• [Problema proposto]:
Substitua "concrete pavement" por "brick sidewalk" nas linhas que começam na que contém "form [132, 481]." e vão até a que contém "[1044, 715]", ambas incluídas. Reproduza somente essas linhas e deixe todo o resto igual.

+++ Dados

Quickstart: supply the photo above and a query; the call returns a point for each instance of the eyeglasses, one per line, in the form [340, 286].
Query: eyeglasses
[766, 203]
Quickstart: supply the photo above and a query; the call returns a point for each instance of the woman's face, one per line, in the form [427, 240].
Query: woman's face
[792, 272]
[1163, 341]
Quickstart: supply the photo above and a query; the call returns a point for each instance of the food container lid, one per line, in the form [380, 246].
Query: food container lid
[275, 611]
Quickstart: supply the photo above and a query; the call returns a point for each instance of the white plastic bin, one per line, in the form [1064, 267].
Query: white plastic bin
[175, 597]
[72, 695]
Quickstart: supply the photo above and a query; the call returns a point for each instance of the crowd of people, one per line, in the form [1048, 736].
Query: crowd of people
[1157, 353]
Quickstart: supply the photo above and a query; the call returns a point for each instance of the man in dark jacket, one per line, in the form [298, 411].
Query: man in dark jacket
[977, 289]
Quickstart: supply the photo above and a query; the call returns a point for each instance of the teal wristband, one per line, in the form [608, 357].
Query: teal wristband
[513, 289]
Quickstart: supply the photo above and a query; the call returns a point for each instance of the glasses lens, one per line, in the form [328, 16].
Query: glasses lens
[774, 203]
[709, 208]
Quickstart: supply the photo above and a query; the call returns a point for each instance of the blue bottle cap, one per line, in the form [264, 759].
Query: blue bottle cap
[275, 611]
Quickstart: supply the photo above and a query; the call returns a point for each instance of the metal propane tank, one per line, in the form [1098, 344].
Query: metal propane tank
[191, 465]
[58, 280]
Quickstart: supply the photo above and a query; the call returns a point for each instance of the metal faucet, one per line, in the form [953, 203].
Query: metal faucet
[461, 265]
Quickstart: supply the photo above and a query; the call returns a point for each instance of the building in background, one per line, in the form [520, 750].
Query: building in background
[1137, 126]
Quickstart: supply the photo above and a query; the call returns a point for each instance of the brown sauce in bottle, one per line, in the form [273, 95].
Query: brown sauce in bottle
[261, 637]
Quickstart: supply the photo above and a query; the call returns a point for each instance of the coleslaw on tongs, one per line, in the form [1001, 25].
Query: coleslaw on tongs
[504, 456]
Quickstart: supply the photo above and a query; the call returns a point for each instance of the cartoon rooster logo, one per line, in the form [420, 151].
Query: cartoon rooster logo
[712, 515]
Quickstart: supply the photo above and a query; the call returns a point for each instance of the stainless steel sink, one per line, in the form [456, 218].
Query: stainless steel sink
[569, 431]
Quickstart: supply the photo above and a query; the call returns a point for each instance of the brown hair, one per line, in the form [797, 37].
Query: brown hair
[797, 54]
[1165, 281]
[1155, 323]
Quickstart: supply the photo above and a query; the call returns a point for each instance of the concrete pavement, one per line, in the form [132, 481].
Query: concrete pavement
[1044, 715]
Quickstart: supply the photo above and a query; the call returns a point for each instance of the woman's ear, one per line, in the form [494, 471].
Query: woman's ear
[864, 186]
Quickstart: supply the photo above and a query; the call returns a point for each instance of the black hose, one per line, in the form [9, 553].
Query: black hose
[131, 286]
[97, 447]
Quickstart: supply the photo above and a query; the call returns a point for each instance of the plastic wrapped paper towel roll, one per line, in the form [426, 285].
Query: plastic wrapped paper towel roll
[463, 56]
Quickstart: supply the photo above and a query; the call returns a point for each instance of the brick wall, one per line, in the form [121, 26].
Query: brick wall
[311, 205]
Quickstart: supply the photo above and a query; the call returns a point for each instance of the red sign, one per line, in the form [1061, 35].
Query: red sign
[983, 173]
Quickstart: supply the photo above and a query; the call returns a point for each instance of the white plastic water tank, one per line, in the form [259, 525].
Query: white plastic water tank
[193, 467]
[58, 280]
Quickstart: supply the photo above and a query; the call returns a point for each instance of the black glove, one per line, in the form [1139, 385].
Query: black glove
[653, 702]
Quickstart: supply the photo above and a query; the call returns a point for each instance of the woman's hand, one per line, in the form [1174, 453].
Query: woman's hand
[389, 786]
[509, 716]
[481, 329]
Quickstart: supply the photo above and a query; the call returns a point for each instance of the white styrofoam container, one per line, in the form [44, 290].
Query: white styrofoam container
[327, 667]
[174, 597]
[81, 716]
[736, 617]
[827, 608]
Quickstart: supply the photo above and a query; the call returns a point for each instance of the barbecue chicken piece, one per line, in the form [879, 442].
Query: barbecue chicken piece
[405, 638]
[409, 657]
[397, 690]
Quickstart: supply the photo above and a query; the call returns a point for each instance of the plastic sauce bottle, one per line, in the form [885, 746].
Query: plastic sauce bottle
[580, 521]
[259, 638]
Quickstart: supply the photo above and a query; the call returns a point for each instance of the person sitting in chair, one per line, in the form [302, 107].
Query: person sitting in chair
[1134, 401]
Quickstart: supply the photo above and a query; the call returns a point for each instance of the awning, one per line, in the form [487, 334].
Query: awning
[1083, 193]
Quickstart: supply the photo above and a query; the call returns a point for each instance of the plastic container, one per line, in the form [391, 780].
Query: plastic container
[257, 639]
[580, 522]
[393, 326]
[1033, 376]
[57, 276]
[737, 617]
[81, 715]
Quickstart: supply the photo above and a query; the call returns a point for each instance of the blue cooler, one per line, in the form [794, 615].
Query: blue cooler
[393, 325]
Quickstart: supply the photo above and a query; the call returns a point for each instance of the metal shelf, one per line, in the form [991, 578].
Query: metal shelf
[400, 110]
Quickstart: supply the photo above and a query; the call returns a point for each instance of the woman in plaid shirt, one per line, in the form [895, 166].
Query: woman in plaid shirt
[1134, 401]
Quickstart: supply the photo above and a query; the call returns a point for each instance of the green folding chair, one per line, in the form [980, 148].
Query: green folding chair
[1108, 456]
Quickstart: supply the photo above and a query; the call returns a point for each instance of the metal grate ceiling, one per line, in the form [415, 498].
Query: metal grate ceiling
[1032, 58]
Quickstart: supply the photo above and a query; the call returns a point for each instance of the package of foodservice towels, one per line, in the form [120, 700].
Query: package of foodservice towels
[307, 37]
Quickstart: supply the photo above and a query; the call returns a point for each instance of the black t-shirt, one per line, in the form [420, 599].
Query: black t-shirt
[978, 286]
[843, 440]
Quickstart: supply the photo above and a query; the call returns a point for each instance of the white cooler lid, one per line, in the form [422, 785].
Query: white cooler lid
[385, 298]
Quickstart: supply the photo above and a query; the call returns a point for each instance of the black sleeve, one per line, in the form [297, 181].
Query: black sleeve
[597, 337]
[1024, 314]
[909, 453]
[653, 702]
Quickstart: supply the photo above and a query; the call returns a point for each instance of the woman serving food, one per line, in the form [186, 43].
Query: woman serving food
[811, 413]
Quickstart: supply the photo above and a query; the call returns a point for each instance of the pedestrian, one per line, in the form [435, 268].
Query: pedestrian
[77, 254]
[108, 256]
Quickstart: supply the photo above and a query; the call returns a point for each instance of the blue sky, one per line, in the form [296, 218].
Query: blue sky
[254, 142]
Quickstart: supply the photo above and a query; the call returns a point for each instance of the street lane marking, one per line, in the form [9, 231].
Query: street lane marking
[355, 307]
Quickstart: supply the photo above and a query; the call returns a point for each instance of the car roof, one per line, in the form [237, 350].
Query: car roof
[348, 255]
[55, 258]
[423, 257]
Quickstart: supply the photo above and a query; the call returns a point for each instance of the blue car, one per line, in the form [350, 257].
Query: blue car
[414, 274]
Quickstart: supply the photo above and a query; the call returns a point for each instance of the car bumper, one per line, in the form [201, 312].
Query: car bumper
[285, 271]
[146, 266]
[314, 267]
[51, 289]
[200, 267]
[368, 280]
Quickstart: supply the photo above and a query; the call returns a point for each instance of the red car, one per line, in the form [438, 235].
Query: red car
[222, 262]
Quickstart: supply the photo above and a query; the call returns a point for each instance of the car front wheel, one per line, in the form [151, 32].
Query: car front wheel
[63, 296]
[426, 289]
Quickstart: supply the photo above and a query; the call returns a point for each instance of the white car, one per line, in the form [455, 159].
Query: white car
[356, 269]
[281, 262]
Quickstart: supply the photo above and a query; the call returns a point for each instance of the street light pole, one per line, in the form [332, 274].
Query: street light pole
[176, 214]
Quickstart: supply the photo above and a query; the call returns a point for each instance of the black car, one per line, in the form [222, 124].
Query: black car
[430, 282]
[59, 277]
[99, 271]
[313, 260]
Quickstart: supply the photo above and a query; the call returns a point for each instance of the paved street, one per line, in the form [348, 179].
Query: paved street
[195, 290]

++++++

• [Resultado da tarefa]:
Quickstart: supply the photo above and a query; the call returns a point for each instance of the brick sidewalk, one per line, in the form [132, 481].
Query: brick sidewalk
[1044, 715]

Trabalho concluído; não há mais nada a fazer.